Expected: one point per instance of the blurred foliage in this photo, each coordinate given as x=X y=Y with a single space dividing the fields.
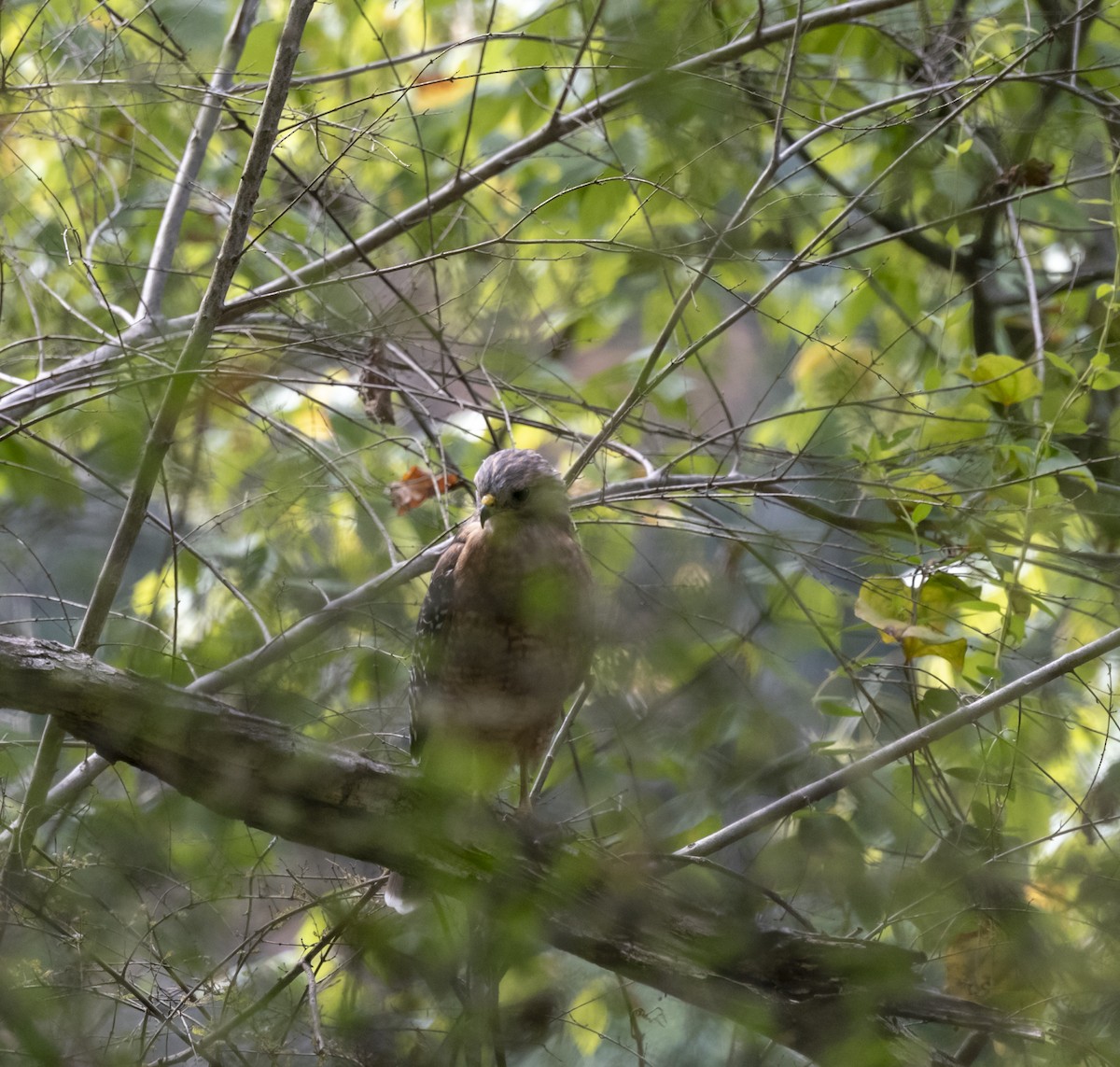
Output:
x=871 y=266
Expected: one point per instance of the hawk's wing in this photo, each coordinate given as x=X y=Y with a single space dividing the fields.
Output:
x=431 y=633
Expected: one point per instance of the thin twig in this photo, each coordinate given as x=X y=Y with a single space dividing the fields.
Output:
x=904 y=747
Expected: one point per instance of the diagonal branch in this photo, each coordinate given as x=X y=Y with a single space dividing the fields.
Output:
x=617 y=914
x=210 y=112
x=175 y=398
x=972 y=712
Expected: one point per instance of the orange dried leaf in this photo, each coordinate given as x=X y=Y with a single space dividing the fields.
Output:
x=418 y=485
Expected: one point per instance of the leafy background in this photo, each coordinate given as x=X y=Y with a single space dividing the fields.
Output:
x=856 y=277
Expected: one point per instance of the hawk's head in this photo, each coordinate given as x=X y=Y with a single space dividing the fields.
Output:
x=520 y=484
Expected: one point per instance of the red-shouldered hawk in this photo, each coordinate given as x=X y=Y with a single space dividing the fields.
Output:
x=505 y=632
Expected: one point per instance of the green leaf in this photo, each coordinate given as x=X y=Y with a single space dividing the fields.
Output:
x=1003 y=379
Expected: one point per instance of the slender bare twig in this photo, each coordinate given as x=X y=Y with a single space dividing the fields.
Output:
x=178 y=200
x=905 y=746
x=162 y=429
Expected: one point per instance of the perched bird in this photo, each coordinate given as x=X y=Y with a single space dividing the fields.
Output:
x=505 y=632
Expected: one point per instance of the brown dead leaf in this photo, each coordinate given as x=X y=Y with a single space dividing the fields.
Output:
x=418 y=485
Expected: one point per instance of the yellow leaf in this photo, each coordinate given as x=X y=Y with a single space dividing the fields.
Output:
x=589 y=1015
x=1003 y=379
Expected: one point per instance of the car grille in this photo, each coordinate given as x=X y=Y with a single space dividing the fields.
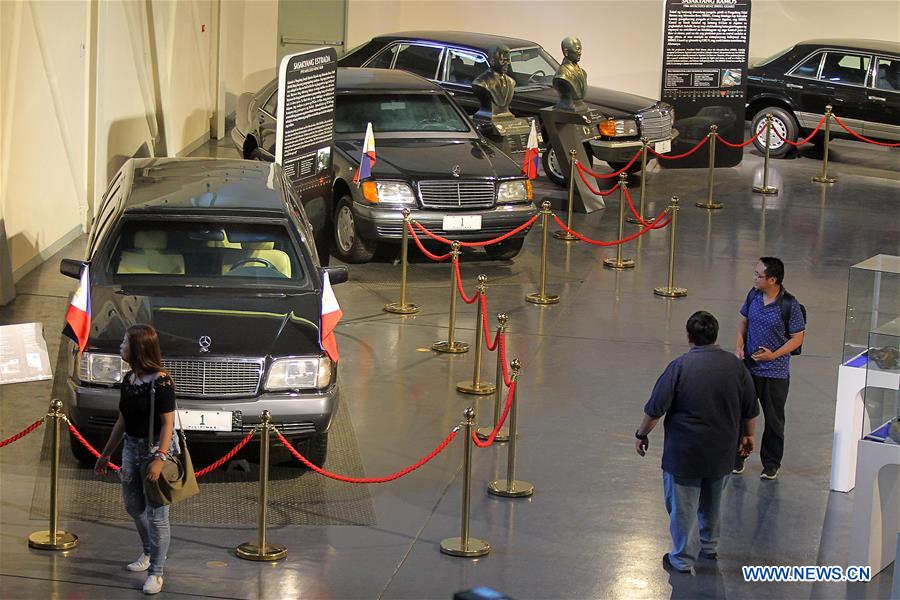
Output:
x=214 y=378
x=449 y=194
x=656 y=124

#####

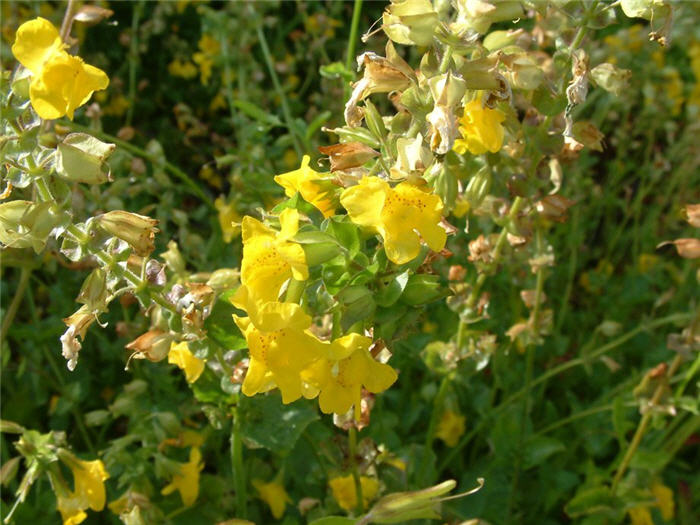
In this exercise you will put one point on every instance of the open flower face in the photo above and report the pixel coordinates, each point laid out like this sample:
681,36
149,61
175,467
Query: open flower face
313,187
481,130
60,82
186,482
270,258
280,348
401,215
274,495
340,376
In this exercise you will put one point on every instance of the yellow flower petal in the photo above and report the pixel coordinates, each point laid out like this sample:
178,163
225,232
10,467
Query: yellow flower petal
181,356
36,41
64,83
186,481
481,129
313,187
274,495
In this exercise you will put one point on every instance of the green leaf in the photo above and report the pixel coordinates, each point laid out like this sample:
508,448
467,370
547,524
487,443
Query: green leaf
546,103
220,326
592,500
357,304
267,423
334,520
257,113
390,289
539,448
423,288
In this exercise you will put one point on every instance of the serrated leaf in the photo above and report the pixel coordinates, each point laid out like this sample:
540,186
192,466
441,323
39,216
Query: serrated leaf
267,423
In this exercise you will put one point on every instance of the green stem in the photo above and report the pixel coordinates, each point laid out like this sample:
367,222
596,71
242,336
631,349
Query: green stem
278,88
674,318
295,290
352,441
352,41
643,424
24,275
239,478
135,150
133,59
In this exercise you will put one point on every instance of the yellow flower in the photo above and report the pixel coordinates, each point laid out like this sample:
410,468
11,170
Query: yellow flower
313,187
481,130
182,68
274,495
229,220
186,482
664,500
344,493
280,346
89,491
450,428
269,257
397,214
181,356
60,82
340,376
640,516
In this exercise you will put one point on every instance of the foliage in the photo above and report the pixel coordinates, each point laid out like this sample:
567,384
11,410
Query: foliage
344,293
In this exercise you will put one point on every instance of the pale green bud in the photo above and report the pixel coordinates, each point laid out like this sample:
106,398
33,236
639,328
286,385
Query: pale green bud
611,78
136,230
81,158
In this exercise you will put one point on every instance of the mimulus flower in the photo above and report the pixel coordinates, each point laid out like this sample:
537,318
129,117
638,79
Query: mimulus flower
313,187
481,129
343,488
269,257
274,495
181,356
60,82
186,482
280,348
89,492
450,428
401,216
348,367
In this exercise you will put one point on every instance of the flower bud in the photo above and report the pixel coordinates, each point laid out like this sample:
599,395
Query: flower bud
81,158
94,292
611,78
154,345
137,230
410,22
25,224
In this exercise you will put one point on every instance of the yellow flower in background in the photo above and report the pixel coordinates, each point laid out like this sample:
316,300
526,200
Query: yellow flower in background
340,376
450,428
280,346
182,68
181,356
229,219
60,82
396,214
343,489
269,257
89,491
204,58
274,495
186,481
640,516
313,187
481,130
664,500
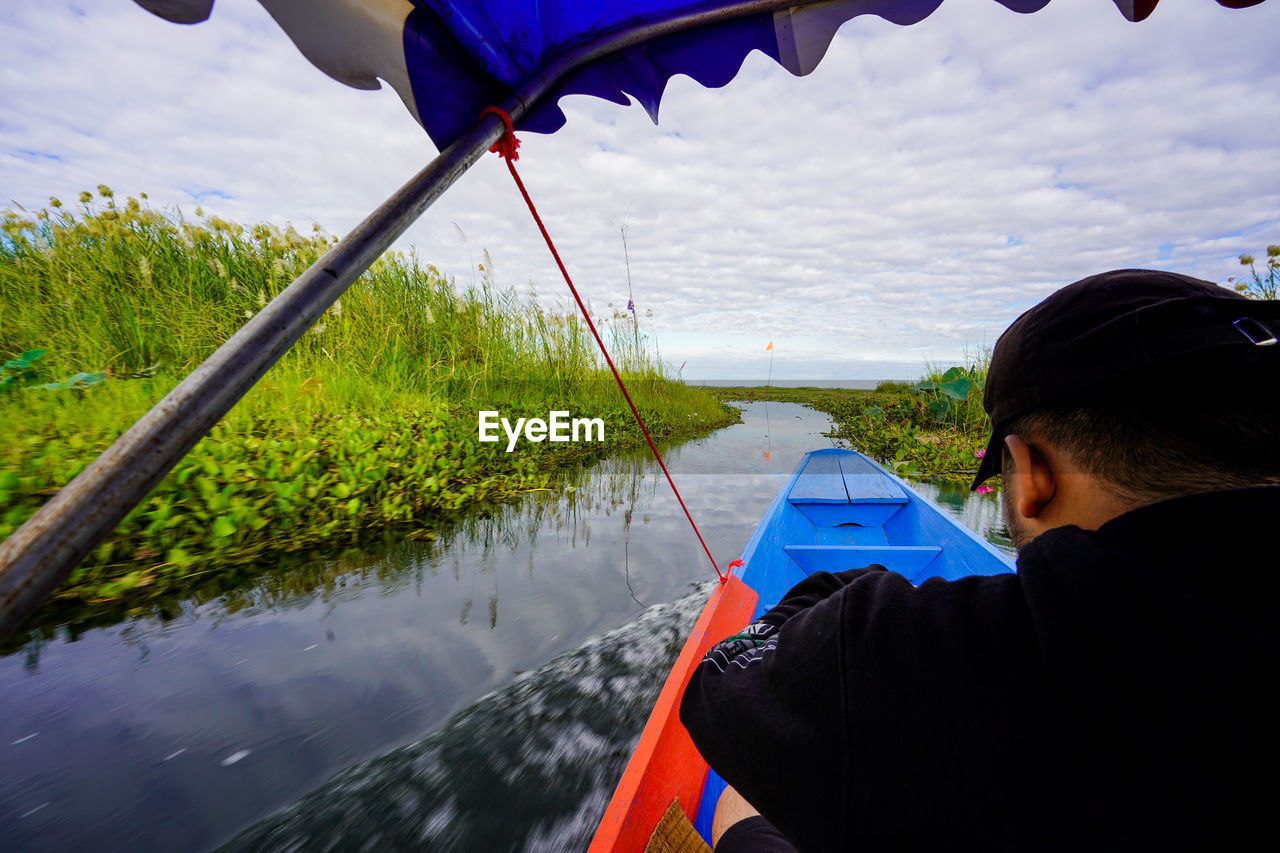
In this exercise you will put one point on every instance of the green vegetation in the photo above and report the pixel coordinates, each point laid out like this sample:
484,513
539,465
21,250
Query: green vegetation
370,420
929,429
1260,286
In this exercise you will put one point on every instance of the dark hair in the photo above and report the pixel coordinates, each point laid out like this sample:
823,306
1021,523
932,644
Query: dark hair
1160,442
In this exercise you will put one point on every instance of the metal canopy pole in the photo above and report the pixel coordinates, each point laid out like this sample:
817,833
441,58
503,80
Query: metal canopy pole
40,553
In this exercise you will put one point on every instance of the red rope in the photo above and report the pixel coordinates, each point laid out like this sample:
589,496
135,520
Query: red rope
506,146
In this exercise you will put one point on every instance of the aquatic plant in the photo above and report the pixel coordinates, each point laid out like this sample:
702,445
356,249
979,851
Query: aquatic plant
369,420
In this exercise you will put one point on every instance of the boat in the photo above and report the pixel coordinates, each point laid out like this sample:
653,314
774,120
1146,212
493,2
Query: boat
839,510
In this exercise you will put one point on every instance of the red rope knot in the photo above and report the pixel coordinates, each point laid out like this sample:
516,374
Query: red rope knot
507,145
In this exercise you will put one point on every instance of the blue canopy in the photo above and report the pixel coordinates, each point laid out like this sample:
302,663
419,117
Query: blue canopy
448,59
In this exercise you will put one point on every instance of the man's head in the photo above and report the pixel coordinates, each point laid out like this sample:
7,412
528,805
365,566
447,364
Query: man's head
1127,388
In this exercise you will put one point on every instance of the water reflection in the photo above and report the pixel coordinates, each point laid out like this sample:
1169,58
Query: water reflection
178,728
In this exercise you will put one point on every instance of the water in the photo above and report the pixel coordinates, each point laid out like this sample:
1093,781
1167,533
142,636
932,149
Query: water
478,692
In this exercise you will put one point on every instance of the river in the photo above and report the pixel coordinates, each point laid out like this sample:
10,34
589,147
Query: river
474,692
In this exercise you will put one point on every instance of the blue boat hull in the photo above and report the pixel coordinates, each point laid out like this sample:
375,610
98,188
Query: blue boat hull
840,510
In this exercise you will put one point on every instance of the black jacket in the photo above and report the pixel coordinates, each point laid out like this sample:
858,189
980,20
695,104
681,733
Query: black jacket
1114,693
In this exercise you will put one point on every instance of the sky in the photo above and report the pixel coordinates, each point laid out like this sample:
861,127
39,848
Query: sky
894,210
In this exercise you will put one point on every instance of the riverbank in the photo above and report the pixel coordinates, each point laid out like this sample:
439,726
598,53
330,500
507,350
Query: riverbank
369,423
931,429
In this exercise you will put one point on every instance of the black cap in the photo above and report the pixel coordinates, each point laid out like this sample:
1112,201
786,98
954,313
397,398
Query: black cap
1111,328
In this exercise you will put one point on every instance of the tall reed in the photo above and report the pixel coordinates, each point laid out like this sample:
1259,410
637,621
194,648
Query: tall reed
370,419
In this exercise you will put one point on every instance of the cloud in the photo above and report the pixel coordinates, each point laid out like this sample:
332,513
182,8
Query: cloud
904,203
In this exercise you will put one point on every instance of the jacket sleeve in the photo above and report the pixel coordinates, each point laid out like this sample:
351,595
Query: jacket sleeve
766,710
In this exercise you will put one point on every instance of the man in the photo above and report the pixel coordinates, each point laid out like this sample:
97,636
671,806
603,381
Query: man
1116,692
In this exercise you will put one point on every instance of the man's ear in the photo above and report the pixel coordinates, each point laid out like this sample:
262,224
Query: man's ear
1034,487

#####

(YOUR OBJECTIVE) Go through the material line by line. Show each line that contains the string "twig".

(TASK OUTPUT)
Expected: one point per instance of the thin twig in this photo, each coordinate given as x=X y=Y with a single space dividing the fields.
Expected: one point per instance of the slender bare twig in this photo, each coordinate given as x=X y=Y with a single space dividing the fields.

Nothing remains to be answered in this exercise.